What to do >> Your reproduction of the entries should be exact and should contain no pictures.

Segment Start: Task inputs

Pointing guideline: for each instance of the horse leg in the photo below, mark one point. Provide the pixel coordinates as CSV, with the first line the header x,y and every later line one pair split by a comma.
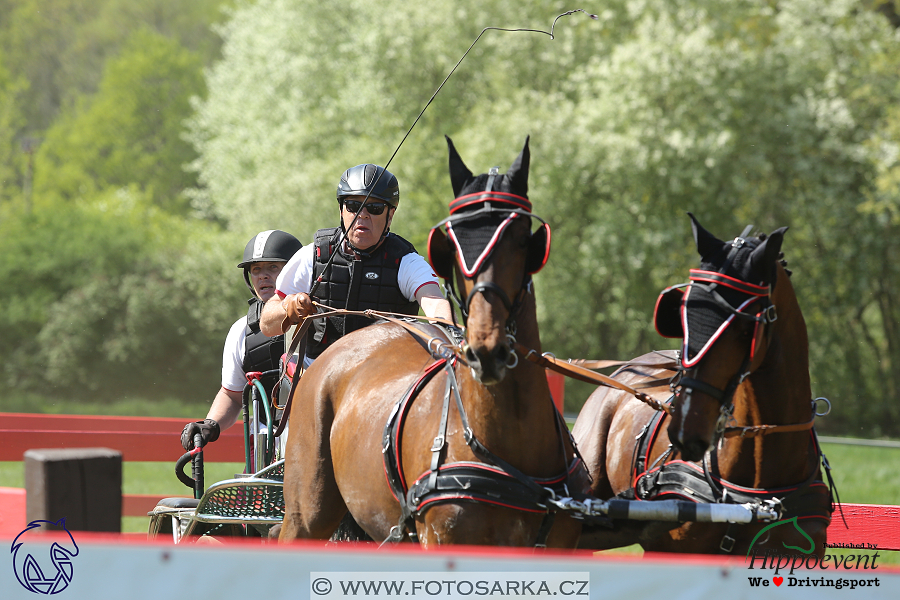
x,y
313,503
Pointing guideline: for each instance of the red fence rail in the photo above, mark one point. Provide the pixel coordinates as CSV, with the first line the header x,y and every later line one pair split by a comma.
x,y
158,439
137,438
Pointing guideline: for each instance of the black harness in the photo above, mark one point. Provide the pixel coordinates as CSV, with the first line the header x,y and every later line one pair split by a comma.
x,y
682,480
493,481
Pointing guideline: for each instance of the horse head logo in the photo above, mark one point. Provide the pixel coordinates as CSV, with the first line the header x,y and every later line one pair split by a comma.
x,y
792,521
46,580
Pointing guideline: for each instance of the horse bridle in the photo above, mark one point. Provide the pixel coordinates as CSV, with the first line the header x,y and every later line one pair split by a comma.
x,y
513,307
764,317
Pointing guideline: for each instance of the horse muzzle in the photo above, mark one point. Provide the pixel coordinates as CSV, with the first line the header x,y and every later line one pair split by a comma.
x,y
489,365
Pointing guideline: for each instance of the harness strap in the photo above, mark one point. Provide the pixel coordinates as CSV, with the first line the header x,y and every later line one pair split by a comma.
x,y
582,374
757,430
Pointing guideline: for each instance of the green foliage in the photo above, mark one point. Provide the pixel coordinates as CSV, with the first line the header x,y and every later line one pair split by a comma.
x,y
738,112
107,302
130,132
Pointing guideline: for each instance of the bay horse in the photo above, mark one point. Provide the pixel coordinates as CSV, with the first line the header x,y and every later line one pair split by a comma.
x,y
740,428
420,439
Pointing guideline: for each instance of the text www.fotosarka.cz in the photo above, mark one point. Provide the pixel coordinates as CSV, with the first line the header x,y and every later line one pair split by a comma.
x,y
413,586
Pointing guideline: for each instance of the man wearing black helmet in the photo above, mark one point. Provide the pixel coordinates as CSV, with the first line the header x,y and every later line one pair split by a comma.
x,y
371,267
247,349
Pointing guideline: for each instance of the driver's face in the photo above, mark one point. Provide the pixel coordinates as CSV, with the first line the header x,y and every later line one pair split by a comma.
x,y
367,230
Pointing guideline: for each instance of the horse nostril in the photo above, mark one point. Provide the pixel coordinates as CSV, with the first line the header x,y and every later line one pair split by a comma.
x,y
502,353
471,356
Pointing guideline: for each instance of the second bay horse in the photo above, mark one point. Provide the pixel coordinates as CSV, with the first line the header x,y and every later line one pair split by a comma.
x,y
740,428
420,439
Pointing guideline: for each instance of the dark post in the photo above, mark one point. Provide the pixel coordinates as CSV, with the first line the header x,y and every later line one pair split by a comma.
x,y
82,485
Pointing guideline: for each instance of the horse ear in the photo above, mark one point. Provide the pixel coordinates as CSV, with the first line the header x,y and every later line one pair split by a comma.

Segment End: Task inputs

Exercise output >>
Pointing guideline: for each instance of the horse leg in the photo below, mark one point. Provide the pixel coordinates as CSV, with the first line the header x,y and every later line one pair split by a comma.
x,y
313,503
Pointing guideline: for each instance of the red fence rail in the photo above, mark one point. Provide the pixel coordinates as CSV, with the first line the header x,y and every later line one pair split by a comma.
x,y
158,439
137,438
Pointing guideline: for each instance of the black harness in the photo above, mark one point. Provide the pixel coordinates as CSV, with the first line the header x,y and every later line one pair split by a comma.
x,y
682,480
493,481
Pointing guideline: for each instance of the horse head logo in the photo above, mark one point. Provide the pixel coordinates as CSV, with the first line the header x,y and every later line one pair split by a comma.
x,y
792,521
46,580
Pointing guideline: for each instance of the horse bridle in the photo above, mark one point. Provide the pixel coordinates as CSV, with the first line the header x,y and every later line one pair split by a comma.
x,y
513,307
764,317
Pointing guideline: for each instance of the horse muzzle in the photo above, mark one point. Provide the pixel coordinates as CSV, with the first line the header x,y and every later line one pair split by a comma.
x,y
489,365
Pointing guideline: for each instance of the harness strap in the photo above, mark one point. Provide the pixel coordinates as CSV, with the first line the header x,y and every later line one pair split by a comma.
x,y
582,374
757,430
Pointing guideline: for each instance of the green foliage in the photo above, mark one point. Provide the pixel coordinates as CSV, with the first line the header x,y and every later line one pair split by a comma.
x,y
738,112
107,302
130,132
Pointing guideline: for each instance of the bay horse in the photo above, mark one point. Provide the pixel coordinates as CSV, with the first line the header x,y and every later line one pair split by a comma.
x,y
740,428
420,439
Pointing guideline: for each instance of the text www.fotosarka.cz in the photo above, mark one point. Provide the pixel coordinates as CSV, with the first line the header x,y and every later line one pair split by a comma.
x,y
413,586
Pointing guideline: for each instance of the man wearing black helmet in the photo above, mark one point. Provide the pixel coordinates as CSV, with the first line the header x,y and every later line one pair split by a comma.
x,y
371,267
247,349
Pointing guideline: for each instance of the driver's face in the photo above, mark one point. Provide the pixel coordinates as CSV, with the first line the header x,y and every later line one pair split by a comma.
x,y
367,230
Pointing guideline: for each instance of the horse nostril in the photo above, mark one point. Provide the pixel coordinates as CSV, with the first line the header x,y and every later line one pair split by a comma.
x,y
502,353
471,356
Pointing guideline: for each instance of the second bay horse in the photo above, mark one point. Provide the pixel coordinates as CSV, with the first line the header x,y and every later line one pair split by a comma.
x,y
740,428
420,439
Pointing guideline: for each instance of the dark post in the photo above, mark one point. Provide the pixel coordinates as CSV, with the first line the header x,y and every later line one pair split by a comma.
x,y
82,485
Pointing guideline: for each instance of the horse ear in the photo above, mark one point. Provide the pixel coordinates as CSV, with the first line the header x,y and every later line one pair split by a comma.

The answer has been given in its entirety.